## What is expected
Reproduce the data below word for word, beginning with its first line and continuing through the line that contains "pixel 373 239", including that line.

## Record extracts
--- START ---
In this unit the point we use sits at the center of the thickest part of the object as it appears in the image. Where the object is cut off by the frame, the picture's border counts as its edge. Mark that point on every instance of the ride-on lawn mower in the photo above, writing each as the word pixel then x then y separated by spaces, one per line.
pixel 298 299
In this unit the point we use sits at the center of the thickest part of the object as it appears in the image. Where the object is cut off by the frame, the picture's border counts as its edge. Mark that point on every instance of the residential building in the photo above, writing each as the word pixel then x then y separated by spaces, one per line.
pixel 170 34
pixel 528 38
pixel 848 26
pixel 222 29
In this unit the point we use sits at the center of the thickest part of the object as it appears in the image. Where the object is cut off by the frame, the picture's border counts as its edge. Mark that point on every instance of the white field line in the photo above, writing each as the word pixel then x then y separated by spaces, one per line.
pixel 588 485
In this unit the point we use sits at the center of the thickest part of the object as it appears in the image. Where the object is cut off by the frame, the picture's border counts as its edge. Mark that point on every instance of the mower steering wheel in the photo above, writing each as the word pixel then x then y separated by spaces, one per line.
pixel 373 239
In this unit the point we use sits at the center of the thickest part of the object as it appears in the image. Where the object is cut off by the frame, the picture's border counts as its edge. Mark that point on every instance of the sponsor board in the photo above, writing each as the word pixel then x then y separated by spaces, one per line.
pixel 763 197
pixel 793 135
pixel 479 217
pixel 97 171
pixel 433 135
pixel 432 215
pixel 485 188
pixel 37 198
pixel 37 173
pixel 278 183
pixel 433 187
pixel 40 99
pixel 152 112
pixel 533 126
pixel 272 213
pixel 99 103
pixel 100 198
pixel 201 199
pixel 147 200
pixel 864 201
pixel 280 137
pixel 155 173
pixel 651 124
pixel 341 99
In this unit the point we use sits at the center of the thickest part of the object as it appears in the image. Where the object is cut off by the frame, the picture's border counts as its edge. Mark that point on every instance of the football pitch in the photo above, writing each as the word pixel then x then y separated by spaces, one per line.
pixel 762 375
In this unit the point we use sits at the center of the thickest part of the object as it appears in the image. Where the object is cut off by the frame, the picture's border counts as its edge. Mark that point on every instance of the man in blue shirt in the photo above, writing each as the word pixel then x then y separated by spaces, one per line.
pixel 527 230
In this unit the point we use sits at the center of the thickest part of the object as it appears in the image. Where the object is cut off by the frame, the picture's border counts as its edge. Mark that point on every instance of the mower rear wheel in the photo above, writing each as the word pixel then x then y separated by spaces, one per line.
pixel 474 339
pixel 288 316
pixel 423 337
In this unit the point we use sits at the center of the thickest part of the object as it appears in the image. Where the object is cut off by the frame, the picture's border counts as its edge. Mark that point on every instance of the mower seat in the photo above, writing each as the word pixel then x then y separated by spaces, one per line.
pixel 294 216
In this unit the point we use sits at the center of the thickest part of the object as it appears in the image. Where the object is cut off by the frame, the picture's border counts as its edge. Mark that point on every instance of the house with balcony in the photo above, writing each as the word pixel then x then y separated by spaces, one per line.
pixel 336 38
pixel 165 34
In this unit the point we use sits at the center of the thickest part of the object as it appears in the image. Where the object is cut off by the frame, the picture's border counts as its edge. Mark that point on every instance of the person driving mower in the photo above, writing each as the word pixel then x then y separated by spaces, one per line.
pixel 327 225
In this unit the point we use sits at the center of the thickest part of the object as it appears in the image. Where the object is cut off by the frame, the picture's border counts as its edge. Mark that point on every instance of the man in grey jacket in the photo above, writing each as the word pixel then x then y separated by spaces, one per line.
--- END ---
## Exercise result
In this unit the point we use sits at the center of the thickest part of the object as it appears in the image. Where the object is cut off by the frame, the picture's border counts as its edge. Mark that point on every instance of the ride-on lawn mower in the photo above, writing each as the word pixel then x then y separated by spaces, one per line.
pixel 298 299
In this unit the point we use sits at the center of the thickest part of the object as it appears in the image. Where the object is cut off by the frame, the picture's border counts as its edge. Mark that point on every instance of the residential building in the photo above, writing each as the word pixel then x then y separated by spaces, one per line.
pixel 170 34
pixel 528 38
pixel 848 26
pixel 222 29
In this unit the point we use sits at the center of the thickest part of the object as it appears in the image. Where the object is cut off by the frame, the picture's border counts as its edge. Mark that point on every instance of the white field line in the photo above, writing each as the word pixel then x then y separated by spaces, one per line.
pixel 588 485
In this unit the point we use sits at the center of the thickest part of the object as it appears in the image. Where the object is cut off by the frame, the picture's border counts as its edge. Mark that point on every instance of the mower steering wheel in the photo above, writing each as the word pixel then x then y separated by spaces, one per line.
pixel 373 239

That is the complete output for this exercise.